• SHORT PROBLEM:
Copy all the records below in full, requests included, and scale every x and y coordinate in the answers by 2.05, rounding each to a whole number with halves rounded up. Leave the requests and their sample points unchanged.
━━━━━━━━━━━━━━━━━━━━━━━━━━━━━━
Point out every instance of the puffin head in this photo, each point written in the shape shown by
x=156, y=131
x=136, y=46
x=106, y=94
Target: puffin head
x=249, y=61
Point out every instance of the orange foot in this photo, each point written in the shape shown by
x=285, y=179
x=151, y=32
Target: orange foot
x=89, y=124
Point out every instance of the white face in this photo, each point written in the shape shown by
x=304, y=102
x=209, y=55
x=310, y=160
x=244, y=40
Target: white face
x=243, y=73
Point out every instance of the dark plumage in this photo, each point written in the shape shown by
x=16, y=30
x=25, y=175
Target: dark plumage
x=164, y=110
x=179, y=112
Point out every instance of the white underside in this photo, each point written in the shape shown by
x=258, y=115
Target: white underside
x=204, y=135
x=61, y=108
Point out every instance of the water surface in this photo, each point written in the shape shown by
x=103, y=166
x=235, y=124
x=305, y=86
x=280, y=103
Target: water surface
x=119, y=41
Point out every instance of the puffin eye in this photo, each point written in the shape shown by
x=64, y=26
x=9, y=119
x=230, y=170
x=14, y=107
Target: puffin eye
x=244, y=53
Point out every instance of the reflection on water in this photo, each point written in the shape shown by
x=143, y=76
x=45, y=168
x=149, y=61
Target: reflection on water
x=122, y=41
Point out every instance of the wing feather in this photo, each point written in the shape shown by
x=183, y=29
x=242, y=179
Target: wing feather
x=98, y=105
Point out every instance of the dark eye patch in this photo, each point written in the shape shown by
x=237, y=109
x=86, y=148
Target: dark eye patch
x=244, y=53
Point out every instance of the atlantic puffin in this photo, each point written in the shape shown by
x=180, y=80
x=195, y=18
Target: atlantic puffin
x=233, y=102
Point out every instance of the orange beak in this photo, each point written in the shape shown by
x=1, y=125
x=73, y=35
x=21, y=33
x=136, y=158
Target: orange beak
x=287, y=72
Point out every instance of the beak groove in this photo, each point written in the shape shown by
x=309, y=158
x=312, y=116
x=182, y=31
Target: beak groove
━━━━━━━━━━━━━━━━━━━━━━━━━━━━━━
• RESPONSE TO THIS TASK:
Point out every instance of the puffin head in this photo, each point written in the shape shown by
x=156, y=131
x=136, y=46
x=106, y=94
Target: puffin head
x=510, y=125
Point out every instance of the orange foot in this photo, each point written in the shape shown by
x=285, y=179
x=151, y=32
Target: orange foot
x=182, y=254
Point out every instance of the white face in this photo, each point written in the shape shown by
x=304, y=102
x=209, y=55
x=310, y=160
x=244, y=40
Target: white face
x=498, y=150
Point out every instance of the dark plumage in this photo, each point written in the shape shown by
x=16, y=30
x=25, y=175
Target: dark plumage
x=336, y=226
x=367, y=230
Point out every instance of the white underside in this photo, each point written in the shape shown by
x=258, y=115
Target: white underside
x=418, y=277
x=125, y=221
Point out every instance of the water surface in this photo, each point written in the shape shown by
x=103, y=166
x=235, y=124
x=305, y=86
x=280, y=103
Target: water surface
x=244, y=84
Point out every instance of the puffin eye in this photo, each point written in the shape shown by
x=64, y=26
x=9, y=119
x=230, y=170
x=14, y=107
Target: puffin eye
x=500, y=109
Point out every instance of the reflection on water in this photo, each point written in the shape shown by
x=143, y=76
x=45, y=168
x=149, y=61
Target: reflection on water
x=250, y=84
Point out every instance of the wing feather in this photo, each point written in the shape shown by
x=183, y=29
x=242, y=179
Target: wing feather
x=201, y=215
Point out every instance of the dark eye patch in this photo, each point written in the shape shown by
x=237, y=109
x=86, y=148
Target: dark eye patch
x=500, y=109
Point out every instance of the atlantic puffin in this photo, each point written in the shape shown by
x=180, y=80
x=195, y=18
Target: atlantic puffin
x=478, y=209
Point out every instance of the orange beak in this photo, each point written in the shape shown by
x=1, y=125
x=73, y=35
x=21, y=33
x=136, y=158
Target: orange beak
x=588, y=148
Point out every instance of the beak groove in this photo, each point written in the shape shown by
x=309, y=158
x=312, y=116
x=182, y=31
Target: beak groove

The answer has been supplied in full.